Texte de l'exercice:
Les professionnels de l'internet, comme d'ailleurs les associations de défense des droits de l'homme, se sont surtout intéressés aux modalités d'accès à ces données. Elles ont beaucoup débattu de questions techniques, rendant sans doute le débat peu lisible pour le simple quidam, celui qui utilise internet sans trop savoir comment il fonctionne. On a ainsi évoqué les algorithmes des "boîtes noires", formulation évocatrice de catastrophe. Il renvoie à un dispositif qui récupère les données de connexion et les traite dans le but de repérer une menace potentielle. De la même manière, on s'est inquiété des "IMSI catcher", matériel qui ressemble à une antenne-relais mobile, et qui permet d'intercepter toutes les conversations sur téléphones mobiles qui passent par ce relais. Autrement dit, on intercepte à la fois ceux que l'on veut écouter, et ceux dont les conversations passent par là par hasard.

Ces technologies sont certes inquiétantes, mais cette inquiétude même va plutôt dans le sens de la nécessité d'une intervention législative pour définir le cadre juridique de leur utilisation.

En réalité, le débat est passé à côté des questions essentielles. Le projet de loi sur le renseignement est l'étape la plus récente d'un mouvement de fond engagé depuis de longues années et qui se caractérise par deux éléments. D'une part, le juge judiciaire se voit de plus en plus privé de sa mission de protection des libertés individuelles, mission qui lui est pourtant attribuée par l'article 66 de la Constitution, au profit d'autorités indépendantes à l'efficacité incertaine et d'un juge administratif considéré comme plus protecteur de la puissance publique. D'autre part, la menace terroriste devient un élément contextuel qui irrigue l'ensemble du droit positif et sert à justifier des atteintes de plus en plus importantes aux libertés.

Données:
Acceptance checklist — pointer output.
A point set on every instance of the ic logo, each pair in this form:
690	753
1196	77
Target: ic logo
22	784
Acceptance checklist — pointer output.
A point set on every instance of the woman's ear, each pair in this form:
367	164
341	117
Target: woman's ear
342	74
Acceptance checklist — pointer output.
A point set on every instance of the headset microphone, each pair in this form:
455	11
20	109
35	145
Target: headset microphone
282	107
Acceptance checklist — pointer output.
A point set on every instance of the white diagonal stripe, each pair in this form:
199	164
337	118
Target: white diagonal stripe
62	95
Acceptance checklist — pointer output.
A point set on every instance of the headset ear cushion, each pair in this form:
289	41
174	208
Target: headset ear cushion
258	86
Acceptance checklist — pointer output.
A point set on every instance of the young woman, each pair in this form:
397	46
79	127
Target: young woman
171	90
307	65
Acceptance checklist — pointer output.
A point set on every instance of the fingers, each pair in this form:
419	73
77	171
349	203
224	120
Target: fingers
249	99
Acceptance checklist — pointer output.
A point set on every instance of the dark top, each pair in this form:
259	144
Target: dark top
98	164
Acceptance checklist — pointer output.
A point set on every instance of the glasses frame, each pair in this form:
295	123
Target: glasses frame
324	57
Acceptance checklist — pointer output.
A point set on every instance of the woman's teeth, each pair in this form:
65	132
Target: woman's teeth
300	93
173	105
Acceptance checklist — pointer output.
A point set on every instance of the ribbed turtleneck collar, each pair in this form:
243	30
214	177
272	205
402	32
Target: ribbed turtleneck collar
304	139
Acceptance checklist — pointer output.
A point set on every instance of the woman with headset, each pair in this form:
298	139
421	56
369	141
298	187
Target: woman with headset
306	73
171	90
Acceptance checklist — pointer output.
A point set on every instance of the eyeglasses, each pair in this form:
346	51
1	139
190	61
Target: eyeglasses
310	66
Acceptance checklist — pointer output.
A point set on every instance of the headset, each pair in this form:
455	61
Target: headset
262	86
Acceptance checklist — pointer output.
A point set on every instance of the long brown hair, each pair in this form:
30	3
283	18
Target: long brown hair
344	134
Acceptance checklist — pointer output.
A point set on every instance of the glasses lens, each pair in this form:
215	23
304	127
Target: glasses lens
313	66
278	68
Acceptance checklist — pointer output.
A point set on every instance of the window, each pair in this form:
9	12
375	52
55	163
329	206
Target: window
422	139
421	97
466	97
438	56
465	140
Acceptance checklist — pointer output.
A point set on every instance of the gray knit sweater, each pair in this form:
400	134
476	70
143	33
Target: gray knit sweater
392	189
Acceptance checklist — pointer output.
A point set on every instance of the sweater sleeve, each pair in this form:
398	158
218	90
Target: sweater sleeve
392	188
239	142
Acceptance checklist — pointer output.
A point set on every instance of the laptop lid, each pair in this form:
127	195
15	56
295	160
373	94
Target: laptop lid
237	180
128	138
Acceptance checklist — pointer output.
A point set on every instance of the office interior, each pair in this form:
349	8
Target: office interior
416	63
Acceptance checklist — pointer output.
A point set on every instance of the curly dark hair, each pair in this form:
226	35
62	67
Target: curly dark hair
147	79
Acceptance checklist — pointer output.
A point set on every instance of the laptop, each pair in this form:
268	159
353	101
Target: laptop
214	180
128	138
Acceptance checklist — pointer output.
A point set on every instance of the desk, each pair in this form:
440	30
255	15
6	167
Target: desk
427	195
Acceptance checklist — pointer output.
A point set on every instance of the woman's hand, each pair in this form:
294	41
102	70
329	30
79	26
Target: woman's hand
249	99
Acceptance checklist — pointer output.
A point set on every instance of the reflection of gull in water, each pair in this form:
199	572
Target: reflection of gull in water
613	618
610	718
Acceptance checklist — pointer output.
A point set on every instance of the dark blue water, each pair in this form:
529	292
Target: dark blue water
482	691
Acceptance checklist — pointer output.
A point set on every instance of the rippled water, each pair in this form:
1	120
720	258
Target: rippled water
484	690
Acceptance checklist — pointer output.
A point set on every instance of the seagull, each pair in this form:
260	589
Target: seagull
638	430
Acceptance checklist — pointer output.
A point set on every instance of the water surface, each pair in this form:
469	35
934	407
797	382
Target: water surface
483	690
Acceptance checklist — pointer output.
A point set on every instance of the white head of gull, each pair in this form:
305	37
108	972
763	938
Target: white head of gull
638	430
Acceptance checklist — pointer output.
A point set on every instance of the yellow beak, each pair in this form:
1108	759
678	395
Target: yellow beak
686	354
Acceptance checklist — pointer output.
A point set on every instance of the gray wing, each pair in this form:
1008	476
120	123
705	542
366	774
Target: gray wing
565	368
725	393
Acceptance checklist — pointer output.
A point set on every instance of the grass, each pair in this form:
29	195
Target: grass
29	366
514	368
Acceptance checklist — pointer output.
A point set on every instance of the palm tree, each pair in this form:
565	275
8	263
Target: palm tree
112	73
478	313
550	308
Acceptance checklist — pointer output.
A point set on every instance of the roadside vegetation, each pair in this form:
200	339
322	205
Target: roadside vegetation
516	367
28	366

Questions d'étude:
1: D'après le texte sur le projet de loi relatif au renseignement, quel article de la Constitution confie au juge judiciaire la protection des libertés individuelles ?
2: Indiquez si chacune des affirmations suivantes concorde avec le texte sur le projet de loi relatif au renseignement, en citant les mots décisifs du texte. (a) L'« IMSI catcher » ressemble à une antenne-relais mobile. (b) Le juge administratif passe pour plus protecteur des libertés individuelles. (c) Le projet de loi est présenté comme une mesure isolée, sans lien avec une évolution antérieure.
3: Poursuivez le texte sur le projet de loi relatif au renseignement en prenant la suite de sa dernière phrase.

Liste des réponses:
1: L'article 66 de la Constitution.

2:
(a) Oui : « matériel qui ressemble à une antenne-relais mobile ».
(b) Non : « un juge administratif considéré comme plus protecteur de la puissance publique ».
(c) Non : « l'étape la plus récente d'un mouvement de fond engagé depuis de longues années ».

3:
Ennemi d'Etat. Tony Scott. 1998. Will Smith et Gene Hackman

Le juge judiciaire, écarté de la protection des libertés


L'article 66 de la Constitution énonce que l'autorité judiciaire est "gardienne de la liberté individuelle". On pouvait donc espérer que le législateur, soucieux de la protection des libertés prévoie l'intervention du juge judiciaire pour autoriser l'accès aux données personnelles. Mais il a préféré, hélas, prévoir des modalités de contrôle qui ont comme caractéristique de l'exclure de l'ensemble du dispositif.

Pour encadrer les pratiques des services de renseignement, le projet prévoit la création d'une nouvelle autorité administrative indépendante : la Commission nationale de contrôle des techniques de renseignement (CNCTR). Elle doit remplacer l'actuelle Commission nationale de contrôle des interceptions de sécurité (CNCIS) créée par la loi du 10 juillet 1991. Elle est composée de treize membres, dont six parlementaires, trois membres du Conseil d'Etat, trois magistrats de la Cour de cassation et une personnalité qualifiée. Les trois magistrats de l'ordre judiciaire sont donc des membres comme les autres d'une autorité administrative.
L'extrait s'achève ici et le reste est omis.